[MATERIAL FOR THIS EXERCISE]

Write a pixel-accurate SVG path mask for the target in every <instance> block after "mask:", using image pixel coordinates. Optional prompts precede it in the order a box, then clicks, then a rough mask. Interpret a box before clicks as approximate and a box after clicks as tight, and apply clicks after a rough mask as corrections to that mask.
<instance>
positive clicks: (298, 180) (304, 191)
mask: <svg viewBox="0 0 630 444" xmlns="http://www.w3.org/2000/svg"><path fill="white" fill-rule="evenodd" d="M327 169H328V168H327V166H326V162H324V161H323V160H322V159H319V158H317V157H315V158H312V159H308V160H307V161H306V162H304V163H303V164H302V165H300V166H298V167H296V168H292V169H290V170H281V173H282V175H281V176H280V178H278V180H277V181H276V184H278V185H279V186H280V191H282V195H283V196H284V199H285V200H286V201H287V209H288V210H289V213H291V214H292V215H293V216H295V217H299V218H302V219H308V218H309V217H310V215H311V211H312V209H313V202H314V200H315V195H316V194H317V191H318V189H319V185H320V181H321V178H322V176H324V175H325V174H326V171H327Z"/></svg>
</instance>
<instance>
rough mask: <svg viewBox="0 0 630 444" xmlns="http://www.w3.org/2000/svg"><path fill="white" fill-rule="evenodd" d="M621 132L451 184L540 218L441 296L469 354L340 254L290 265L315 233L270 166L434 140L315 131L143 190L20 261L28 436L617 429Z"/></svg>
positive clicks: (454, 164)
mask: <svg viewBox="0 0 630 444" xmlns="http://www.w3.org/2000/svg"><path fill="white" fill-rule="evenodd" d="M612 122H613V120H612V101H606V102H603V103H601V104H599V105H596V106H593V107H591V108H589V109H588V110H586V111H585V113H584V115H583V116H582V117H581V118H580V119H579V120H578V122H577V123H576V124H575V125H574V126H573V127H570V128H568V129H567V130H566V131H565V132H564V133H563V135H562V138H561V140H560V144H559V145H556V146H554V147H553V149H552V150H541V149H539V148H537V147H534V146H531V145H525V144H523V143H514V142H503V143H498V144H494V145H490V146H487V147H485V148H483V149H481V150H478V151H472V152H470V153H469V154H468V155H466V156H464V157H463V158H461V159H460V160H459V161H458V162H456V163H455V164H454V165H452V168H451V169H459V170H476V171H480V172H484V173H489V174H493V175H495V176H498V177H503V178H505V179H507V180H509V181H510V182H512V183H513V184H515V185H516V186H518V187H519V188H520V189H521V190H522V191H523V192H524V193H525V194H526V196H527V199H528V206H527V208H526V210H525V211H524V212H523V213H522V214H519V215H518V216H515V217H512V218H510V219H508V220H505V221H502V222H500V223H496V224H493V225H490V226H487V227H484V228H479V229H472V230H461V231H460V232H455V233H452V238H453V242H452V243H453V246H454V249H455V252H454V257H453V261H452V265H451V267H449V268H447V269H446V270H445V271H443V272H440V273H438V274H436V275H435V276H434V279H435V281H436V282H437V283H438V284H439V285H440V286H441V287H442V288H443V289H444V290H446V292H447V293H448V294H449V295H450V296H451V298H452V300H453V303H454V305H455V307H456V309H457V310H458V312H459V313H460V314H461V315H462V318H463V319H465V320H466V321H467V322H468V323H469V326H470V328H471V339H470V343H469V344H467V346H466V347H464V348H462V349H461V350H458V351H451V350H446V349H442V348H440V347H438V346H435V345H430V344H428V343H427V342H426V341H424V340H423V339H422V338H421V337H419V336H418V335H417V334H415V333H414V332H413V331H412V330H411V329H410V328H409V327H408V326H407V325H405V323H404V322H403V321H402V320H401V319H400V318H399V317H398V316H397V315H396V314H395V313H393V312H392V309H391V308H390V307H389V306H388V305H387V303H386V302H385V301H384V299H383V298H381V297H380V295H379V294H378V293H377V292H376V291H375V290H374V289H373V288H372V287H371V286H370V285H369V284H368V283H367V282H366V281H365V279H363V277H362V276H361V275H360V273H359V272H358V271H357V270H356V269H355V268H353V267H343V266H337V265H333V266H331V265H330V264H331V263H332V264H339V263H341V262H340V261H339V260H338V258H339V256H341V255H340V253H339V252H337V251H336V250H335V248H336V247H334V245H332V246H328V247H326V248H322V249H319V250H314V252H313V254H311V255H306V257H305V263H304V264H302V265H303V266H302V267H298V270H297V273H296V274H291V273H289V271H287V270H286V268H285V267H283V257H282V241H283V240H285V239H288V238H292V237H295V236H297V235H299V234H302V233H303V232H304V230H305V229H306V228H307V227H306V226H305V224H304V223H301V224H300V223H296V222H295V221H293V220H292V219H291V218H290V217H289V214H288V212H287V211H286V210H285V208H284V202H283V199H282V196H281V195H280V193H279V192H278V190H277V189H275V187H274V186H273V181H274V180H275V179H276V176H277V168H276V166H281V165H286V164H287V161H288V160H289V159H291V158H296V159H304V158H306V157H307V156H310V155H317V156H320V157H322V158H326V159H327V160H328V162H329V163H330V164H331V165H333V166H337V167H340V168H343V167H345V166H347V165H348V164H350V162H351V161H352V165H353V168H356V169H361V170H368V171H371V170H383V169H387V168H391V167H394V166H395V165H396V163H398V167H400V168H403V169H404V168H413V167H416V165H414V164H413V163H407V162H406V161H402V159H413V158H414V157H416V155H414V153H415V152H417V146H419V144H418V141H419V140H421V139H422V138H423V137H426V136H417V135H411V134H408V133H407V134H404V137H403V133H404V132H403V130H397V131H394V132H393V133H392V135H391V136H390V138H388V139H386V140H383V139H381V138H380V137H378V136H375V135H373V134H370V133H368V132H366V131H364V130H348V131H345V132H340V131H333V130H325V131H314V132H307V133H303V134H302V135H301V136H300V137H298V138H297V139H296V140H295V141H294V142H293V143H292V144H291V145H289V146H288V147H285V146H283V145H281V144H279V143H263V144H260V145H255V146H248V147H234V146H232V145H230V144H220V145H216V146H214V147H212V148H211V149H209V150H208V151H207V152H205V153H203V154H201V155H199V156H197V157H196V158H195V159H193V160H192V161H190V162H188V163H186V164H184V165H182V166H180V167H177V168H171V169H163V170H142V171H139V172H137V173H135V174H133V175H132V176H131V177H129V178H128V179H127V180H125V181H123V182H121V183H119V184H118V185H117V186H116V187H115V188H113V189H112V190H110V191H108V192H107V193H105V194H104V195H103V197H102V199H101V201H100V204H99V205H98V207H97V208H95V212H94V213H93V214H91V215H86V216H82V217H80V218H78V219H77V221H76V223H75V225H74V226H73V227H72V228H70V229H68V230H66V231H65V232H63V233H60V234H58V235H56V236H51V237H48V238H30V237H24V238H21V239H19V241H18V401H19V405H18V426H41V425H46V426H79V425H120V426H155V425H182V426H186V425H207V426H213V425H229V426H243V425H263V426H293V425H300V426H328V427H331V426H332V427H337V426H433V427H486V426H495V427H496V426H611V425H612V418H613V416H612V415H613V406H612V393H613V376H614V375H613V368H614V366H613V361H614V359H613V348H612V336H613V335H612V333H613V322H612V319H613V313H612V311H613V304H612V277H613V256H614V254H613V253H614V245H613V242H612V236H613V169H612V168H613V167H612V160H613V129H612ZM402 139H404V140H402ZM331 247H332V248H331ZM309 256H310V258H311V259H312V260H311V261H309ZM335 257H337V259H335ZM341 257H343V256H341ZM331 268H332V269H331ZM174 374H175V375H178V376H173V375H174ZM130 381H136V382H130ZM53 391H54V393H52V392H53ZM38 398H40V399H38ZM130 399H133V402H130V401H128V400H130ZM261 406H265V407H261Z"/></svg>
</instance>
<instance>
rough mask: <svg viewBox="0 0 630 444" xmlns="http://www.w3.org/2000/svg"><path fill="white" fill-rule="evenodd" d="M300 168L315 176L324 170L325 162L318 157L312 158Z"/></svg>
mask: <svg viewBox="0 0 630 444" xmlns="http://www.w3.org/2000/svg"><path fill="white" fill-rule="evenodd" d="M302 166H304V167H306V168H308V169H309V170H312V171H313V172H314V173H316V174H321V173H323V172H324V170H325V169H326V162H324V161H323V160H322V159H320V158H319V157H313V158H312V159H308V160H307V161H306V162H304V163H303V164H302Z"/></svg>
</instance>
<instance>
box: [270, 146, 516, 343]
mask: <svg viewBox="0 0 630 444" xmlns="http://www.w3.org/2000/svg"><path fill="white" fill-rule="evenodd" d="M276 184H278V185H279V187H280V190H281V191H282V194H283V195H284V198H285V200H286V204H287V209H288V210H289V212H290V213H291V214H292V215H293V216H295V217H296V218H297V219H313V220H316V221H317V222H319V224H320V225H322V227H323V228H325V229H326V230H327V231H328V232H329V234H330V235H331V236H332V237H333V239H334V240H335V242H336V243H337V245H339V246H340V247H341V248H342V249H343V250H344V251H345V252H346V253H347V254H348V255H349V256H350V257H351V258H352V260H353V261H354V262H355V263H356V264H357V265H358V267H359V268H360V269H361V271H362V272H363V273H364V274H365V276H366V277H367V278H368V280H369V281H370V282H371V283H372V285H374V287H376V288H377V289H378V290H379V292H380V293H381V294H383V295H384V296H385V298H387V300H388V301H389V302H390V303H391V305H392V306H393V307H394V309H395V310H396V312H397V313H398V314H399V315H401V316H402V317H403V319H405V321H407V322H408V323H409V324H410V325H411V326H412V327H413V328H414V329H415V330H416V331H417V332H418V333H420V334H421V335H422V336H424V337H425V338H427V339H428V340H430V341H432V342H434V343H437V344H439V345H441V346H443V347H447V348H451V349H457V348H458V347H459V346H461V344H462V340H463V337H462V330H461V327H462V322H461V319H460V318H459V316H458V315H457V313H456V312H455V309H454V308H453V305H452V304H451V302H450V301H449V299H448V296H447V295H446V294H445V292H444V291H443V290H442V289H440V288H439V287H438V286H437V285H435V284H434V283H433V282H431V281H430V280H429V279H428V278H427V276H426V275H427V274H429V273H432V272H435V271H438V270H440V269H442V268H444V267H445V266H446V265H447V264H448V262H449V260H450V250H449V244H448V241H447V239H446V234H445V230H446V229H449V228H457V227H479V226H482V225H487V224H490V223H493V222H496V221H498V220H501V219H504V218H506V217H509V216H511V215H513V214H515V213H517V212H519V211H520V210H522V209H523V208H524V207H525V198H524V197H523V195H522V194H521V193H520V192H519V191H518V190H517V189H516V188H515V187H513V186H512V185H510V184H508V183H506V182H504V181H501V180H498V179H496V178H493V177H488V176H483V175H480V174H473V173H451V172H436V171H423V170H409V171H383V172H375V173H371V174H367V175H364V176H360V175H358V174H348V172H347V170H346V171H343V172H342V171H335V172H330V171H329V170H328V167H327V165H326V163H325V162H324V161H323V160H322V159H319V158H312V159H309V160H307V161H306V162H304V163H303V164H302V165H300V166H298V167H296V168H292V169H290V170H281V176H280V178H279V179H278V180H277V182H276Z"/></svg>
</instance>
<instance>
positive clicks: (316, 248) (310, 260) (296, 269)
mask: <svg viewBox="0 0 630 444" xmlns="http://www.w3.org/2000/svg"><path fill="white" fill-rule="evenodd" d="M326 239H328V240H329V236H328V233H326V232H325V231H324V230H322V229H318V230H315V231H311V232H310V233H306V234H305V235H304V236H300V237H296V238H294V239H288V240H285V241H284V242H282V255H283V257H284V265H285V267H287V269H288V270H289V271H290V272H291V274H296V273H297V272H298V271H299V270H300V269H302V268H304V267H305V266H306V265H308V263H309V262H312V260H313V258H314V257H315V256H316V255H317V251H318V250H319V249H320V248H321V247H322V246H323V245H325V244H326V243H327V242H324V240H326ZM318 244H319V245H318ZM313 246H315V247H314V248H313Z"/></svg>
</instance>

[ACTION ITEM] Copy out the entries above word for word, starting with their very first line and ending with the line that contains "positive clicks: (298, 180) (304, 191)".

[SOLUTION BELOW]
Write a pixel-accurate SVG path mask for the target in every <instance> block after "mask:", using image pixel coordinates. Optional prompts precede it in the order a box, then clicks, then a rough mask. Interpret a box before clicks as approximate and a box after clicks as tight, and apply clicks after a rough mask as corrections to that mask.
<instance>
positive clicks: (298, 180) (304, 191)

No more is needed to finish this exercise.